Rows from a box-labeling dataset:

------------------------------

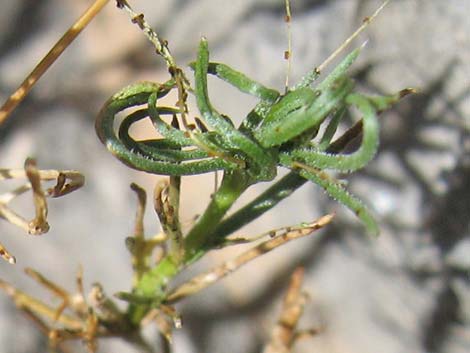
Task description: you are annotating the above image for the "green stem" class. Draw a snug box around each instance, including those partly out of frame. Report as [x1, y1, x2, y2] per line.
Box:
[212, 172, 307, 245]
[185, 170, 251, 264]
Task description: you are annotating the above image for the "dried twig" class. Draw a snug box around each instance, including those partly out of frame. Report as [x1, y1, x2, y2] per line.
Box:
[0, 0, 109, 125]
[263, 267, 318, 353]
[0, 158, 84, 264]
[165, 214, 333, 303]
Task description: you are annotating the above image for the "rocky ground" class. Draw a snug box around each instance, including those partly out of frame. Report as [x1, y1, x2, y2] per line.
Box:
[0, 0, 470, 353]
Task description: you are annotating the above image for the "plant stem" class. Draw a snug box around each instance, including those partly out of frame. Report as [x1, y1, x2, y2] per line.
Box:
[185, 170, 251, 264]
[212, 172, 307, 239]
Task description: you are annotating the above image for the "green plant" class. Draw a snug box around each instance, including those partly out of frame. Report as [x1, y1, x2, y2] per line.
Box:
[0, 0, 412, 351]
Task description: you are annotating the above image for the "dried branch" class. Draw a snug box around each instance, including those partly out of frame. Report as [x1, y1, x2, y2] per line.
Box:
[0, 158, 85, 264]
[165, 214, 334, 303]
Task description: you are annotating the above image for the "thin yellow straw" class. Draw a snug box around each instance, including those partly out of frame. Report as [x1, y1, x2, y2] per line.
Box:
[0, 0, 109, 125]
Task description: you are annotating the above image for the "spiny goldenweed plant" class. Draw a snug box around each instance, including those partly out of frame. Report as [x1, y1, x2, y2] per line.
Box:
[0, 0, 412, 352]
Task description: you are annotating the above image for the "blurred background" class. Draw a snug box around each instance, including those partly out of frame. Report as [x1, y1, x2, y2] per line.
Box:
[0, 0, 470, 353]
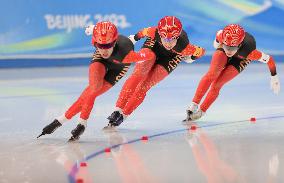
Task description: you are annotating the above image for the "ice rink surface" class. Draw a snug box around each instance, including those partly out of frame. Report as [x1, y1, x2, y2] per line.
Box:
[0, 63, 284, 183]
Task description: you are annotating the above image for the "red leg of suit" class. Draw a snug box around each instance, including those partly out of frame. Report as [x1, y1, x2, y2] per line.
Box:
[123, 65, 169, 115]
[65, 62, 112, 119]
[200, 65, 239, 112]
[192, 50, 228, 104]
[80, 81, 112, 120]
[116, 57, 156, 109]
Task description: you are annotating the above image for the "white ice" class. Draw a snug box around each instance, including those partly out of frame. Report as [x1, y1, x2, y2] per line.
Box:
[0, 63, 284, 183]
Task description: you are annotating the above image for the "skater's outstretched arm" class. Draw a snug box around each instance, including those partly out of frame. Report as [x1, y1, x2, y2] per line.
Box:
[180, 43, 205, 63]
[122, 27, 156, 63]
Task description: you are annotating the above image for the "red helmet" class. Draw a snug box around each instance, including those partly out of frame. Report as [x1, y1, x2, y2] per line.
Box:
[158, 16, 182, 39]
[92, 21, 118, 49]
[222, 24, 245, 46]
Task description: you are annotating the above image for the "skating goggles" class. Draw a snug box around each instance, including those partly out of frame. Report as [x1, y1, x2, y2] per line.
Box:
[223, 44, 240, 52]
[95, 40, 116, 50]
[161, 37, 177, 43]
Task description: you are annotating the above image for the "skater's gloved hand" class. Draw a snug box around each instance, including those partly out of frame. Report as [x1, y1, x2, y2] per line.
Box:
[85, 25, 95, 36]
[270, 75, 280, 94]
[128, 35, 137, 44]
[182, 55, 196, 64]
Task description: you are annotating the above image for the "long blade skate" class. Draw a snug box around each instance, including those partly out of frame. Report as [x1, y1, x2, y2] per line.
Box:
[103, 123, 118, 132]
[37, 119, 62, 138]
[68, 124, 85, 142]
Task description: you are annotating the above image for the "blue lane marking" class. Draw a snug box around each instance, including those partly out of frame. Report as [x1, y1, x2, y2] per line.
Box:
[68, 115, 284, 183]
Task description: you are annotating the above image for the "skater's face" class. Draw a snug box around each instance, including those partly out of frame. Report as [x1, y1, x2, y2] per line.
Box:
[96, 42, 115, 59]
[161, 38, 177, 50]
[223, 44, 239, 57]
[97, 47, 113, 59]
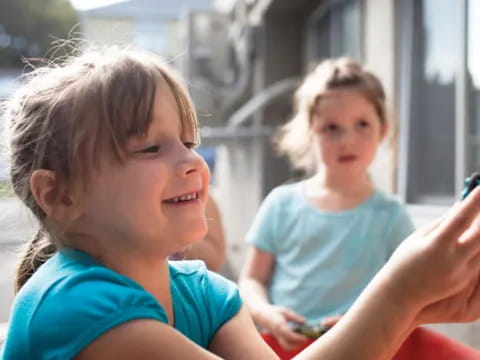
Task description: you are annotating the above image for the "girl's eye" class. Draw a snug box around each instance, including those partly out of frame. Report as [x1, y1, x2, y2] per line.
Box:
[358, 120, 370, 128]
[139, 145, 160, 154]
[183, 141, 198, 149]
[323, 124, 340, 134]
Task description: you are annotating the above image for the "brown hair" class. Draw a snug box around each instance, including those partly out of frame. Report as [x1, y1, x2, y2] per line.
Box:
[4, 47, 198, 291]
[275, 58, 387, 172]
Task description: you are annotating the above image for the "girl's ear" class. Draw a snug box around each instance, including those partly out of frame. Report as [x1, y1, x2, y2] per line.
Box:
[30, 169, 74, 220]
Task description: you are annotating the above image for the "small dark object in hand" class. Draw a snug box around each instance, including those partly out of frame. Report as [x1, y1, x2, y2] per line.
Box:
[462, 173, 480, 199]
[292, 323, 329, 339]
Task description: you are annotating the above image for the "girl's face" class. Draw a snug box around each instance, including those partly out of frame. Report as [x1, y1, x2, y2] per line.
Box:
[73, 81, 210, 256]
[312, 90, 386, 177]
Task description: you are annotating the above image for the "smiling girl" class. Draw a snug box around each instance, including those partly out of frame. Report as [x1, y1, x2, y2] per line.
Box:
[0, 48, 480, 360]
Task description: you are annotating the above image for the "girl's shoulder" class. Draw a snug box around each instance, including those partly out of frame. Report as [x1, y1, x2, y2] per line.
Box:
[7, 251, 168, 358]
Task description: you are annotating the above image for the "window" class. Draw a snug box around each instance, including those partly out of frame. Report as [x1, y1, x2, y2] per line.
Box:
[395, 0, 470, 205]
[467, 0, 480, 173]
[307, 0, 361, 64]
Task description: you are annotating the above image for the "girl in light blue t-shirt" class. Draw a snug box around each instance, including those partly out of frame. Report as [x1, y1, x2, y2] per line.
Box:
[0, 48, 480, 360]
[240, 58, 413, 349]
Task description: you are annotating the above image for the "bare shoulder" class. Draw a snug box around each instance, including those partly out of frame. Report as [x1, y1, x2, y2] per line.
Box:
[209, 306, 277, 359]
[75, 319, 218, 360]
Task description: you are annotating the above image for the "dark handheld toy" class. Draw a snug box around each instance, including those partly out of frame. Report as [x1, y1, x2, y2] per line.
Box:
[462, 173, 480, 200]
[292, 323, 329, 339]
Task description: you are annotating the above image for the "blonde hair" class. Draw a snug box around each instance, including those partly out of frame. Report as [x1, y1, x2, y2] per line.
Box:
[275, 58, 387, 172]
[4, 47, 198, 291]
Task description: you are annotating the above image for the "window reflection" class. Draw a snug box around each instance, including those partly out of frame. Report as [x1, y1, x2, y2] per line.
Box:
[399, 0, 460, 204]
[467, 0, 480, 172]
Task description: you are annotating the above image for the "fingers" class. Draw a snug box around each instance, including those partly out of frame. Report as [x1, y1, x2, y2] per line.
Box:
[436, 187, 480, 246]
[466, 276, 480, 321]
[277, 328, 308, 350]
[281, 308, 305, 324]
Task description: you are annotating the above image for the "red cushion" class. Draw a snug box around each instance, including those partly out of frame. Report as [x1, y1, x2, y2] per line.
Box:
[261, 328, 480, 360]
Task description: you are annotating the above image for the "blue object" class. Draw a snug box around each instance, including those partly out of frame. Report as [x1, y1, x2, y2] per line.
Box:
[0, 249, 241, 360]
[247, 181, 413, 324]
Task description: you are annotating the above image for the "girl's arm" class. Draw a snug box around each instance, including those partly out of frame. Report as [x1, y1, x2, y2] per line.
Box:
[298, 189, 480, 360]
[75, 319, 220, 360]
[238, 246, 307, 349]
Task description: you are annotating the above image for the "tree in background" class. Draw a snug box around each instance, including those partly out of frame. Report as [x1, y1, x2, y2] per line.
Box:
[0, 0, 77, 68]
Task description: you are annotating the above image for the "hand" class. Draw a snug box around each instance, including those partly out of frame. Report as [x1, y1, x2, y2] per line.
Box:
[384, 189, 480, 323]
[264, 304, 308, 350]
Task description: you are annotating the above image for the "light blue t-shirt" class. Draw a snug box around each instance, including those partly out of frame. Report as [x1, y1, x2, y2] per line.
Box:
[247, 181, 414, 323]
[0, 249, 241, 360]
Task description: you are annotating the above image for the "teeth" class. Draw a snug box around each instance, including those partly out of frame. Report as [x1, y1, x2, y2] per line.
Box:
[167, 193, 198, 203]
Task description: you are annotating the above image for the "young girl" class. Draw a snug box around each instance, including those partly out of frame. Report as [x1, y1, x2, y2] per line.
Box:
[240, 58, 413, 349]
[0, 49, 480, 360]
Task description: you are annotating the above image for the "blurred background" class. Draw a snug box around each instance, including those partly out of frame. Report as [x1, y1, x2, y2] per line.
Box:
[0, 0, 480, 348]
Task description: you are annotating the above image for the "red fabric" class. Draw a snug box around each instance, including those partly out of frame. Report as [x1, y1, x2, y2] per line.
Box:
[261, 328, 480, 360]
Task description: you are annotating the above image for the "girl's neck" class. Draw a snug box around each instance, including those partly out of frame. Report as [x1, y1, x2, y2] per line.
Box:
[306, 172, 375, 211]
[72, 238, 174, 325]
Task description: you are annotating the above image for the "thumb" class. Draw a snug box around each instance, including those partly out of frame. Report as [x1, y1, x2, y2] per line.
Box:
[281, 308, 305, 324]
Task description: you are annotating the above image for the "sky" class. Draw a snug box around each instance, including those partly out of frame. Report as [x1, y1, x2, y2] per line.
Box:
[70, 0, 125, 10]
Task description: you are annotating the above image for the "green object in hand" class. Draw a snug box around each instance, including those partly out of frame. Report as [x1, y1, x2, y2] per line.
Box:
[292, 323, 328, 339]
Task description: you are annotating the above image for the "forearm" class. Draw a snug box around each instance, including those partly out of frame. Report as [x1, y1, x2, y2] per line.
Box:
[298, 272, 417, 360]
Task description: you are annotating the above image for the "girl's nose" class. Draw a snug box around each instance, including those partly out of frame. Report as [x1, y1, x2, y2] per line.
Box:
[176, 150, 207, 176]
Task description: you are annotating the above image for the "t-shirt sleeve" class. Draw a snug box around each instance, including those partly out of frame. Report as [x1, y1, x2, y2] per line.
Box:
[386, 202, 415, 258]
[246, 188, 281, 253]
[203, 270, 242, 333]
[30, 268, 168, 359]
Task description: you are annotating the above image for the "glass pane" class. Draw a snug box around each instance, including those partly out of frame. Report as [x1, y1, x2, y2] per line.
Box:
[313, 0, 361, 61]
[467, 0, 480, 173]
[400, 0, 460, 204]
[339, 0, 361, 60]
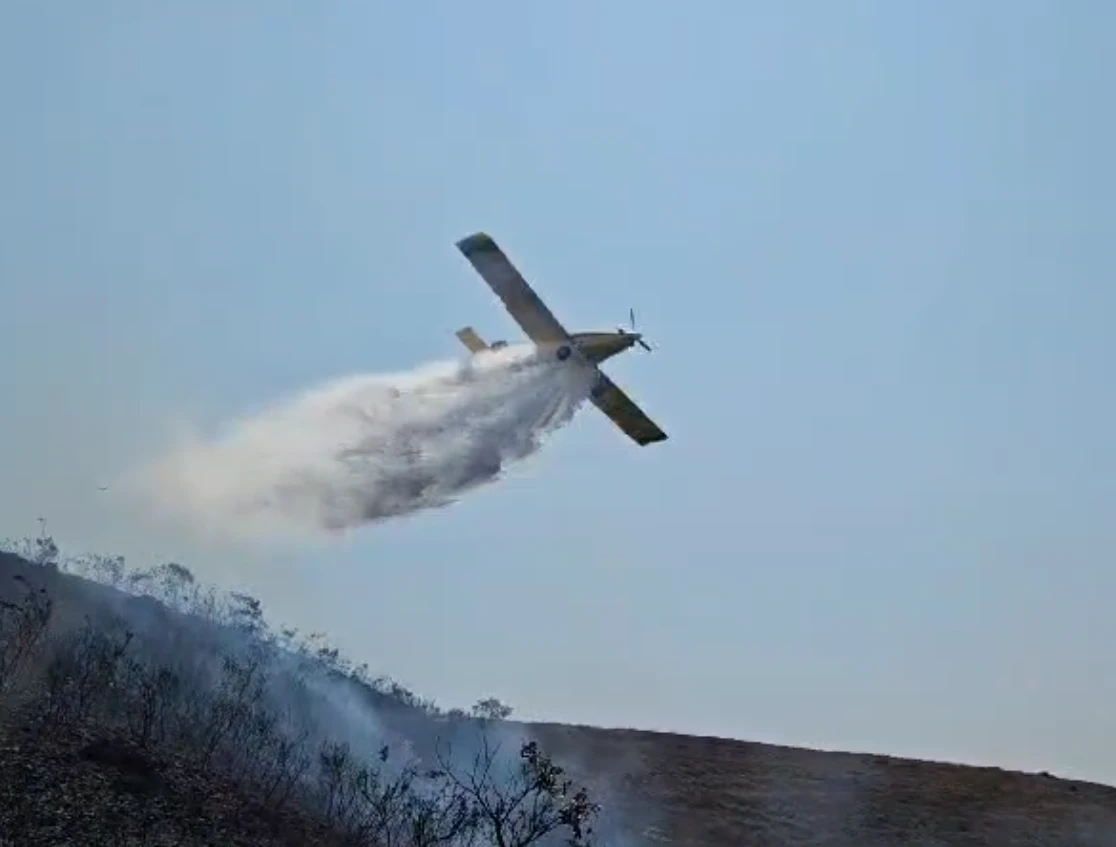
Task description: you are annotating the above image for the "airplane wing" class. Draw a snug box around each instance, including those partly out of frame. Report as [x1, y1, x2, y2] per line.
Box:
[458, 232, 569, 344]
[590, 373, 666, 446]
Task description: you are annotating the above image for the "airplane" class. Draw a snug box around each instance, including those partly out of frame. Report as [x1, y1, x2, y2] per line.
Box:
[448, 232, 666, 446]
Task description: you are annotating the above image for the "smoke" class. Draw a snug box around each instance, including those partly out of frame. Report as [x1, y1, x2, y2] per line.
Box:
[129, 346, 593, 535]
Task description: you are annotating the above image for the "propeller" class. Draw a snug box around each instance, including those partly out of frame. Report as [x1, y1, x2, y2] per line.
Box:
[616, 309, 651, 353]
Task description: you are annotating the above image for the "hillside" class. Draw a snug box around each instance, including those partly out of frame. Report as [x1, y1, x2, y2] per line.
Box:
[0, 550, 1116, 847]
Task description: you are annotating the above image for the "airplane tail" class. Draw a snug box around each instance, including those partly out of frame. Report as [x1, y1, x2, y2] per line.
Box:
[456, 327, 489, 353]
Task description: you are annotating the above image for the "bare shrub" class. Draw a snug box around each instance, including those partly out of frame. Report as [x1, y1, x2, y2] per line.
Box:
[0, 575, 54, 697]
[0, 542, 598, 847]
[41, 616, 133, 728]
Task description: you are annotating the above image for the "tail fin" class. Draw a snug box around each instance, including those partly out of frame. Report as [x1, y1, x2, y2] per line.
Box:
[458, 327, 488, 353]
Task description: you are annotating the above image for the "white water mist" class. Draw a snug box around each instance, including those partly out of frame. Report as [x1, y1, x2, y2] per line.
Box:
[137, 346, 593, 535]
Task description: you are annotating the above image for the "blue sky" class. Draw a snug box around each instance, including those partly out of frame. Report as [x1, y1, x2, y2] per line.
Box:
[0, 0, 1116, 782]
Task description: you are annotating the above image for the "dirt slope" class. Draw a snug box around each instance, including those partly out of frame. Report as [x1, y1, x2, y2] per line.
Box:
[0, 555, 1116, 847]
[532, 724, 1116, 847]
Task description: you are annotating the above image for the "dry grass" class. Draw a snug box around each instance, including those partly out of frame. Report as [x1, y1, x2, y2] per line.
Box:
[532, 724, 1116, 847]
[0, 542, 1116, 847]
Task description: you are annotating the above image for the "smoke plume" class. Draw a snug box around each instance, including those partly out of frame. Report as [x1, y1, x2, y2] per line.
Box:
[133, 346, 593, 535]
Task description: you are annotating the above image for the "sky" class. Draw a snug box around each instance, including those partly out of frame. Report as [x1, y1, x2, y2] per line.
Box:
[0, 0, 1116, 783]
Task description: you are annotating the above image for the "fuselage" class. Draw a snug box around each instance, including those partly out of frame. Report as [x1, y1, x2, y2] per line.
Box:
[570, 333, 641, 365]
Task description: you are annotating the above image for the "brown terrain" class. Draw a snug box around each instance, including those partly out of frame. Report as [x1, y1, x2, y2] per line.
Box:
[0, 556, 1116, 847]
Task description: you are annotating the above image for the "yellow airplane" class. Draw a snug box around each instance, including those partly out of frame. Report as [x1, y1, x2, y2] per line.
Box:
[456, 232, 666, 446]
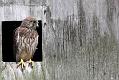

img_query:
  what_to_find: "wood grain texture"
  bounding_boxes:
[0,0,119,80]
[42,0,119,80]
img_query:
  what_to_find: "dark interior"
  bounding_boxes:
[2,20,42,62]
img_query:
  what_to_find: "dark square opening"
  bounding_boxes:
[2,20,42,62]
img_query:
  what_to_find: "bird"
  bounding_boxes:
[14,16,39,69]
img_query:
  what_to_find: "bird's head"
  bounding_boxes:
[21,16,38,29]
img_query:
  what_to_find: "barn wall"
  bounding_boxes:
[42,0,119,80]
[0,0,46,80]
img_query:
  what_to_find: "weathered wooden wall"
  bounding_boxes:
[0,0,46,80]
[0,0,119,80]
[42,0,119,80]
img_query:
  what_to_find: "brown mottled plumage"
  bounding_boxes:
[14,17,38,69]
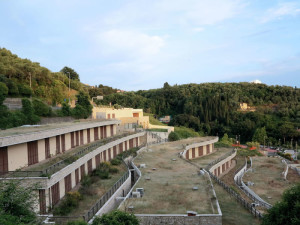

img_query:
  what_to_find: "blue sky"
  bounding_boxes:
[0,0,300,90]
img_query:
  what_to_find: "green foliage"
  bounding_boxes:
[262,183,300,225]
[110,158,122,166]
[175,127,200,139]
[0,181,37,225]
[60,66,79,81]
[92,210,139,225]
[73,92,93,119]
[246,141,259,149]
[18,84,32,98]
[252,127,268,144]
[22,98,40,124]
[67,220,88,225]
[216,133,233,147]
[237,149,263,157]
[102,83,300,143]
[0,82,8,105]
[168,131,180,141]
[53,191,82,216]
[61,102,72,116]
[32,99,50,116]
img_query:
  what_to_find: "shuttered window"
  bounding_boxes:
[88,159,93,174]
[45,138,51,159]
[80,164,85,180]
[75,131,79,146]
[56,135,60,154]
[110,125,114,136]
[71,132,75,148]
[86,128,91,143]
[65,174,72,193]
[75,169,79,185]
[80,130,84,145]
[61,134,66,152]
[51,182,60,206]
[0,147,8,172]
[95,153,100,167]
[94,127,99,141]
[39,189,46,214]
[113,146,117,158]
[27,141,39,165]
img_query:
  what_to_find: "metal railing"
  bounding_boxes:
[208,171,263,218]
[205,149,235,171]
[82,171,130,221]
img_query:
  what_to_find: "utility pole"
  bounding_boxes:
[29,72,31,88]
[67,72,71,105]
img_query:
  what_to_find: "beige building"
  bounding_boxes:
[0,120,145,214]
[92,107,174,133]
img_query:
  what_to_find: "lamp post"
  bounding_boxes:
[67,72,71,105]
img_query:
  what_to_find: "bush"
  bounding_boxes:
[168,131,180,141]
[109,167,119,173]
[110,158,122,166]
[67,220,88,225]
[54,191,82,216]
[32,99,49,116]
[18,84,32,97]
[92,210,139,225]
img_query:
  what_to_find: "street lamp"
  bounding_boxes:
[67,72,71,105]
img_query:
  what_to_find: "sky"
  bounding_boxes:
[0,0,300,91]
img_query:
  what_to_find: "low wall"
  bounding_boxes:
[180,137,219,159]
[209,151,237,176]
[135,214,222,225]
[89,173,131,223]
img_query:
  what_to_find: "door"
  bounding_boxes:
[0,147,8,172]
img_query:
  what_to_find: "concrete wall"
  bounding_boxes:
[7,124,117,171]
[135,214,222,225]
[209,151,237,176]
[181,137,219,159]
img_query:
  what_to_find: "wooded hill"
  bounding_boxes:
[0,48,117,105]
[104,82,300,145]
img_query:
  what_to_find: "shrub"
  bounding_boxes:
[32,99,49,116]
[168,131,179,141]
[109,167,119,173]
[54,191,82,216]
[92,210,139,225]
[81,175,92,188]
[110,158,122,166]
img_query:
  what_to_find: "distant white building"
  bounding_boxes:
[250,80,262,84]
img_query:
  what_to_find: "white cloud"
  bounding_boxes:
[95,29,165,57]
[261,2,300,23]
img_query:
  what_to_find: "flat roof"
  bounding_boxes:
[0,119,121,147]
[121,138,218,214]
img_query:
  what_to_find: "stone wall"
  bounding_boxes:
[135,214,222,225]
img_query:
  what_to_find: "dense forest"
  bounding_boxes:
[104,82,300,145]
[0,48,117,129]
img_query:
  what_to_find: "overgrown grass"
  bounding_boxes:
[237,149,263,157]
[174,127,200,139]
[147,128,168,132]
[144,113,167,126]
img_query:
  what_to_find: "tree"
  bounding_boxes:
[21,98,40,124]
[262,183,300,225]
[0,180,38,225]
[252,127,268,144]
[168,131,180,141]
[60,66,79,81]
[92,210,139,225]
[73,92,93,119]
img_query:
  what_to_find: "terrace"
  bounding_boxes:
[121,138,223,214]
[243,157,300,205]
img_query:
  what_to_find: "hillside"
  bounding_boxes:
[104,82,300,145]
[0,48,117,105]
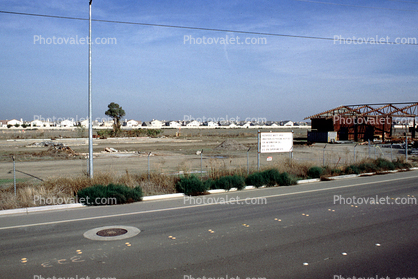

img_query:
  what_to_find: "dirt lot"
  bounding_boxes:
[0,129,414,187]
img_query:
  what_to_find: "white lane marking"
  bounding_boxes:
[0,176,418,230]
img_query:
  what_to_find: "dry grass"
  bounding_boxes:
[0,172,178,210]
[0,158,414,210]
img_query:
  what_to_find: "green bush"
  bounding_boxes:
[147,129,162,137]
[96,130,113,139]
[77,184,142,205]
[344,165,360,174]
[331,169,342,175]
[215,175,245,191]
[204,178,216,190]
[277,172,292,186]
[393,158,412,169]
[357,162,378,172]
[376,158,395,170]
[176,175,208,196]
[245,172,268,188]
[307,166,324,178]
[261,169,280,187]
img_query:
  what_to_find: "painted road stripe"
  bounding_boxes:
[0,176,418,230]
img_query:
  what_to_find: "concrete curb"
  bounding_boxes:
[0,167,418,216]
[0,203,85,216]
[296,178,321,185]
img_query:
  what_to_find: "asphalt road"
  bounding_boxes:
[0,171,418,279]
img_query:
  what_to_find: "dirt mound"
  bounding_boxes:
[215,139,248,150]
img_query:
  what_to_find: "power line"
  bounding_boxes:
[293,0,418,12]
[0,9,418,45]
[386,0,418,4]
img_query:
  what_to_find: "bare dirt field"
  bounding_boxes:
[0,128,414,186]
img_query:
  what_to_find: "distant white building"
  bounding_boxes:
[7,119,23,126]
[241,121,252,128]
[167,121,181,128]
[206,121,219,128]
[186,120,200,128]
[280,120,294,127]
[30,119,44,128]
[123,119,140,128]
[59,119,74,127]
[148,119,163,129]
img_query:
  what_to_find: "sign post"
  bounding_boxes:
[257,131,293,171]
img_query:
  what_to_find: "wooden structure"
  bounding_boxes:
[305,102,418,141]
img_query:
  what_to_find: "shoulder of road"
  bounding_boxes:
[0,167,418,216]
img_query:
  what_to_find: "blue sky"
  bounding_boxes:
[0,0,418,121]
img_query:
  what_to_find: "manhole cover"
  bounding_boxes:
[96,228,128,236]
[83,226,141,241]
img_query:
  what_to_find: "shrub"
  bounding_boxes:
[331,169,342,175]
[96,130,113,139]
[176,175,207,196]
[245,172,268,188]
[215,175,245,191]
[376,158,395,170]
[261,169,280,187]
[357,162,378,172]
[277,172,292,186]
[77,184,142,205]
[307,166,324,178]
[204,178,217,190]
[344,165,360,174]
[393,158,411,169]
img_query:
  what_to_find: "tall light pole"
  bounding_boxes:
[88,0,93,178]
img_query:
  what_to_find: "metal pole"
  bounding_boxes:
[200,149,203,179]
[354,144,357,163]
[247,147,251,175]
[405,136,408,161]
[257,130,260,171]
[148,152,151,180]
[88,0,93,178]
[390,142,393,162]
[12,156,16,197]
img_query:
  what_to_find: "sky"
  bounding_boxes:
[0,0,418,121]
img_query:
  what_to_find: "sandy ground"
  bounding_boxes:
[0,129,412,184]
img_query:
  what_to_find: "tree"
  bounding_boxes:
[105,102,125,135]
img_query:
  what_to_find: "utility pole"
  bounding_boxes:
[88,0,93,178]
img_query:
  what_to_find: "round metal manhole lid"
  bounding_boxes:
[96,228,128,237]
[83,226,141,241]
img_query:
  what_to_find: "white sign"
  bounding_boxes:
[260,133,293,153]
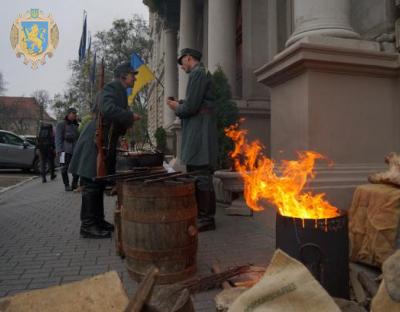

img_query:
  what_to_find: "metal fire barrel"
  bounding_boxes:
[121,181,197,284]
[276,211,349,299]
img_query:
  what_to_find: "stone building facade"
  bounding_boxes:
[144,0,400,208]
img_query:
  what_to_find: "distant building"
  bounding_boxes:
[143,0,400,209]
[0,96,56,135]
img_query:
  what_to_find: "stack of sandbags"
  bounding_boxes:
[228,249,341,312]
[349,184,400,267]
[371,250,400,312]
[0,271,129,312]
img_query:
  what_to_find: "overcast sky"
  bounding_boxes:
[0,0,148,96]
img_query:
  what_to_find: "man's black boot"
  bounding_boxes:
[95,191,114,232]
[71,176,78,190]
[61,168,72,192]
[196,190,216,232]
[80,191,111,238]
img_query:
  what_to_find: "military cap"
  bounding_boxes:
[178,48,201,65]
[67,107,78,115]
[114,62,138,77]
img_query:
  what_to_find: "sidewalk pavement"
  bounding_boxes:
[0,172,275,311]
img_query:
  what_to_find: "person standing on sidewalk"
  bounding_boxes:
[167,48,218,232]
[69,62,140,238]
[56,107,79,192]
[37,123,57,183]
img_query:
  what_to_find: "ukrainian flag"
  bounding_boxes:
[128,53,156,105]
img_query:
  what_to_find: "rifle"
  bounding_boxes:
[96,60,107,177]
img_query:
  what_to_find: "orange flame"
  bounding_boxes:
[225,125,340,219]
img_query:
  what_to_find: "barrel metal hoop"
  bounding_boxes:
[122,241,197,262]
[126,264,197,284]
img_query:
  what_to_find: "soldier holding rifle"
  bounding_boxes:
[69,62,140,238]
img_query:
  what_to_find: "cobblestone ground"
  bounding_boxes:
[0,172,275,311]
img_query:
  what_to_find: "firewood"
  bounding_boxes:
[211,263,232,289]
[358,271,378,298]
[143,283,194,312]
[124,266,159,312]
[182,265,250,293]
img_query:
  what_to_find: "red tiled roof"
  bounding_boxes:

------------------------------

• _Set task_
Convert everything from the start of the records down to the line containing "[165, 214, 334, 303]" into a Markdown table with the columns Line and Text, numbering each row and skipping blank lines. Leave the pictures out.

• _Reply_
| Line | Text |
|---|---|
| 1 | Task description: you are annotating the above image for the "green stem" class. Draw a snug box around each instance, including those partly out of frame. Report as [x1, y1, x2, y2] per line. |
| 2 | Box: |
| 3 | [212, 172, 307, 245] |
| 4 | [185, 170, 251, 264] |
| 5 | Task description: you are annotating the above image for the "dried twig" class. Draw a snug box around each instance, including those partly out of frame. Report as [x1, y1, x2, y2] per line. |
| 6 | Box: |
| 7 | [0, 0, 109, 125] |
| 8 | [263, 267, 318, 353] |
| 9 | [0, 158, 84, 264] |
| 10 | [165, 214, 333, 303] |
| 11 | Task description: you are annotating the above image for the "rocky ground" class. Draw a snug box around each instance, including those partly out of frame. Report as [x1, y1, x2, y2] per line. |
| 12 | Box: |
| 13 | [0, 0, 470, 353] |
| 14 | Task description: you are annotating the above image for the "plant stem" class. Draw a snug box around each instance, including those partly out of frame. Report as [x1, y1, x2, y2] per line. |
| 15 | Box: |
| 16 | [185, 170, 251, 264] |
| 17 | [212, 172, 307, 239] |
| 18 | Task description: you are annotating the above image for the "green plant" class. Draw a snug box around each instance, including those partly out of frame. Report as [x1, y1, x2, y2] per line. |
| 19 | Box: |
| 20 | [0, 0, 412, 351] |
| 21 | Task description: you are annotating the above image for the "dried branch" class. Draw a snug box around each instance, including those partly out of frame. Report as [x1, y1, x2, y2] per line. |
| 22 | Box: |
| 23 | [0, 158, 85, 264] |
| 24 | [165, 214, 334, 303] |